- _STATED GOAL A_
Find every line in the entries below that contains the string "field", treating uppercase and lowercase as distinct, and copy each of those lines.

- _EXTRACT PROVIDED_

○ ○ ○ ○

Has the SNP's Clown Car Run Out of Road?
Holyrood was supposed to symbolise a new future for Scotland. With Humza Yousaf's resignation it has instead become a warning of what happens when an independence movement is utterly corrupted.
There has been a heartwarming outbreak of performative empathy for poor Humza Yousaf, who has resigned as Scotland’s First Minister. Inshallah.
Here’s Pete Wishart, an SNP MP who’s almost as poisonous as Yousaf himself, wearing his heart on his twitter sleeve. Bless.
Such convincing sincerity.
Wishart, who was no-one’s idea of dignified during the Independence Referendum, as he spat acid at opponents, said much the same about Nicola Sturgeon when she resigned and Peter Murrell, the party’s CEO, before he was arrested. On corruption charges.
If that was not uplifting enough there was this touching tribute from no one’s idea of an empathetic individual, John Nicolson MP. According to the Waddling Walrus of Perthshire, the First Minister is a fine public servant in the “country’s best traditions”.

○ ○ ○ ○

- _ITEMS_
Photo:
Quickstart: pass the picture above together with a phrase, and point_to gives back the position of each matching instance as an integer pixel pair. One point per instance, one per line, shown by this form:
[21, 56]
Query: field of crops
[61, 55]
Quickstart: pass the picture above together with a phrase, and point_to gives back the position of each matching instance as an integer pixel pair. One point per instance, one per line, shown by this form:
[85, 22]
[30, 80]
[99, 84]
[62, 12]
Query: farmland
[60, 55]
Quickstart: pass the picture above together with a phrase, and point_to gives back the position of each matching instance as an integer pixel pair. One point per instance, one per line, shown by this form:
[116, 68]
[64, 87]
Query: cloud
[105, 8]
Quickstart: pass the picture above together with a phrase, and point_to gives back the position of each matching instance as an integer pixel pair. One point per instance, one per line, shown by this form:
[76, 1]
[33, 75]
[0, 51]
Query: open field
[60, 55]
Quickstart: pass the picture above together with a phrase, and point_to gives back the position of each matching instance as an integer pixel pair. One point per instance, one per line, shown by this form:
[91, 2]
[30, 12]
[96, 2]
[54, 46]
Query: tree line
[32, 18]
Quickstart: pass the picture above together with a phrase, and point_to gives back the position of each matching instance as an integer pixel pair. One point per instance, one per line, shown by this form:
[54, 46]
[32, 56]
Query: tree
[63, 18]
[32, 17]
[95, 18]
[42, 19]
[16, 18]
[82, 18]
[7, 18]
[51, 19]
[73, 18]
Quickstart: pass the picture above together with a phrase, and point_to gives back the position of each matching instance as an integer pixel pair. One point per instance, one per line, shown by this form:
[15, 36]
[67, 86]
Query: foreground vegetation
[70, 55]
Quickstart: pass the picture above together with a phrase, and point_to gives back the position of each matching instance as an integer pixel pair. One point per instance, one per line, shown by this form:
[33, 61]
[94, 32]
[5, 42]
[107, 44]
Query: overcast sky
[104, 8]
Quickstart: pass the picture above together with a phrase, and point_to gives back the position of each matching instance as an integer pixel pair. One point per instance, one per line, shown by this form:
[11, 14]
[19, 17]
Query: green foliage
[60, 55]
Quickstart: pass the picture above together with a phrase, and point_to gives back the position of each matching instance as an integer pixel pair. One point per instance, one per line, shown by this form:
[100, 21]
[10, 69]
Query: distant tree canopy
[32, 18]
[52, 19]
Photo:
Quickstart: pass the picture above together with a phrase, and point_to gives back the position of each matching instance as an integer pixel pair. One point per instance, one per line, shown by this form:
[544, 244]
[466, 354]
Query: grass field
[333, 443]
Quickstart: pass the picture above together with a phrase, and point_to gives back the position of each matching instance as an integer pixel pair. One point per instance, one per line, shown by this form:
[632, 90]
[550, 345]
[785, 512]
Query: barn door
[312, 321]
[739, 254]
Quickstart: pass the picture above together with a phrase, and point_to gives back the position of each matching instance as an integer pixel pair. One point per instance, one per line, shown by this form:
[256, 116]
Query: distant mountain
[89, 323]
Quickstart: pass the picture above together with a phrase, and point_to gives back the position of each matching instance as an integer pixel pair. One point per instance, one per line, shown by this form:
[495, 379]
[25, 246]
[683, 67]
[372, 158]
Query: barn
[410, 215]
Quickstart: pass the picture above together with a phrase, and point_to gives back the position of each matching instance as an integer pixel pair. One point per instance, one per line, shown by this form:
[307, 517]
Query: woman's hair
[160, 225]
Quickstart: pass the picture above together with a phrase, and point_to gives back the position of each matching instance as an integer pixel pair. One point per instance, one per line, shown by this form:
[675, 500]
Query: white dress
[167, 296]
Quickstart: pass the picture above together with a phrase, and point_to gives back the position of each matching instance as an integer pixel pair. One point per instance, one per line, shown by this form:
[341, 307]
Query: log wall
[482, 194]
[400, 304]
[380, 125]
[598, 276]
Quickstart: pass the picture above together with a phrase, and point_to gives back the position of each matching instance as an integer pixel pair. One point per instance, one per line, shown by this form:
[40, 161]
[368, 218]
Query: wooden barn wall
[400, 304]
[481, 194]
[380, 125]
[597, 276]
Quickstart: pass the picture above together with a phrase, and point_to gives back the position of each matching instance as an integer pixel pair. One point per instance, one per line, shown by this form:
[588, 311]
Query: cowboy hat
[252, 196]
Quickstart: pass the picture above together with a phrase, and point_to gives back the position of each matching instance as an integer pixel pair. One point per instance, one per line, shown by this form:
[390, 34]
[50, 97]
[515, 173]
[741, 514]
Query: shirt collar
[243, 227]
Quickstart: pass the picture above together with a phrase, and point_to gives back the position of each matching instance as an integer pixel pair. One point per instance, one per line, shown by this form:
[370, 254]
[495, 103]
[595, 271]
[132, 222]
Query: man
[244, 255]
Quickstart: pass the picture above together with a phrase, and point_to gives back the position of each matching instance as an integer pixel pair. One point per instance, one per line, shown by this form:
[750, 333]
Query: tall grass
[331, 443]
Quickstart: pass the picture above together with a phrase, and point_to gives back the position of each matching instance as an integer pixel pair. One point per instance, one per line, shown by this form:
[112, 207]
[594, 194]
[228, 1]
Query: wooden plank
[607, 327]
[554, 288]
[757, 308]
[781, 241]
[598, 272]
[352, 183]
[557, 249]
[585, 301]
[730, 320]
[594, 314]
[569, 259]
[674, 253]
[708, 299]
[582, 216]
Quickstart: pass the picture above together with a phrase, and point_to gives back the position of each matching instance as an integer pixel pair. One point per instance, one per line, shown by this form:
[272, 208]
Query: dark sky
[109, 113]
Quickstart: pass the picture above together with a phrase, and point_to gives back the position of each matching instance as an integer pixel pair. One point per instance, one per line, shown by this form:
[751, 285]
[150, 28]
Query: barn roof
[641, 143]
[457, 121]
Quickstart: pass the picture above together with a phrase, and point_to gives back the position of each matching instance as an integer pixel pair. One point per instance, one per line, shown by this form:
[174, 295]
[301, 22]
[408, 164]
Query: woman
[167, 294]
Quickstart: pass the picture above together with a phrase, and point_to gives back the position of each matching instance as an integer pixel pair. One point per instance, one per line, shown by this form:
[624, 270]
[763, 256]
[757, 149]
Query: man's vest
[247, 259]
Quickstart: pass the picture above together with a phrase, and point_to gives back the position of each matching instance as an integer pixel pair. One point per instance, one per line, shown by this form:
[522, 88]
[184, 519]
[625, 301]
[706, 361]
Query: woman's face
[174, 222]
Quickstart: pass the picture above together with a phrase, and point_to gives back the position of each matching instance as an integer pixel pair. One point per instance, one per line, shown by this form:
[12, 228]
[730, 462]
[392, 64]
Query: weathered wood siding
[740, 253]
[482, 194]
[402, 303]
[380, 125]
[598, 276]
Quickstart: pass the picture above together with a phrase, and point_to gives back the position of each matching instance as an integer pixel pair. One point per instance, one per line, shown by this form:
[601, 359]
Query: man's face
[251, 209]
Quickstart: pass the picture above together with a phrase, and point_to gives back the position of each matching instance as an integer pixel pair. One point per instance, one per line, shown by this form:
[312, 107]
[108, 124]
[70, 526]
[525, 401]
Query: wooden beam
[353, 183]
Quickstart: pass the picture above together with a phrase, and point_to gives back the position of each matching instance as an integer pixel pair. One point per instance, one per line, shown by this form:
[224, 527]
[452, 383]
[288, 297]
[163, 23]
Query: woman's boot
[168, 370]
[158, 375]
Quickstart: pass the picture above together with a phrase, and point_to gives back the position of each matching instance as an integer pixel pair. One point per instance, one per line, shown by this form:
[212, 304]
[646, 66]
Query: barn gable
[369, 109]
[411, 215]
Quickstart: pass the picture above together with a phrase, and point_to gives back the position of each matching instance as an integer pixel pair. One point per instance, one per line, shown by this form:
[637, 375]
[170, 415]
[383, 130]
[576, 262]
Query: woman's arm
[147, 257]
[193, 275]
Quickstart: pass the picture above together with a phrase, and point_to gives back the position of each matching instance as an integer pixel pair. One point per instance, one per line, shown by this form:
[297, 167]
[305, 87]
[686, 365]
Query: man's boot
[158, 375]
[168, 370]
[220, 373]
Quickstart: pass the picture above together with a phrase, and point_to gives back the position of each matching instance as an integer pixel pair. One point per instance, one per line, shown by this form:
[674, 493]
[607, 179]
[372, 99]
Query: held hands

○ ○ ○ ○

- _STATED GOAL B_
Continue the commentary on Humza Yousaf's resignation from where it stops.

- _EXPECTED OUTPUT A_
Query: field of crops
Query: open field
Query: grass field

- _EXPECTED OUTPUT B_
I suppose Scotland does have a long tradition of casual misogyny, like that of Yousaf’s, but …is it really a fine one?
There’s probably no point in asking Nicolson. He is to misogyny what those giant muck-spreading machines used by farmers in his constituency are to manure. Too familiar with the material to judge objectively.
It wasn’t just party colleagues that fawned over Yousaf though. The radio journalist Iain Dale described him as “a fundamentally decent person”.
Yes, if fundamentally decent means not bothering to mention on Holocaust Memorial Day…..the Jews.
Pardon me if I don’t join in this orgy of sympathy with Yousaf, who has courageously resigned from a job for which no sensible person thought he was ever qualified.
The reason I refuse to send a sympathy card isn’t that for the rest of his life this living experiment in mental vacancy will be paid over 50% of his salary by way of a pension; meaning he gets at least £50K a year. Maybe he’ll send it to Gaza.
Nor is it his notorious white, white, white speech that criticised the fact almost everyone in senior positions in a country that’s 96.5% white…..was white. Quelle surprise.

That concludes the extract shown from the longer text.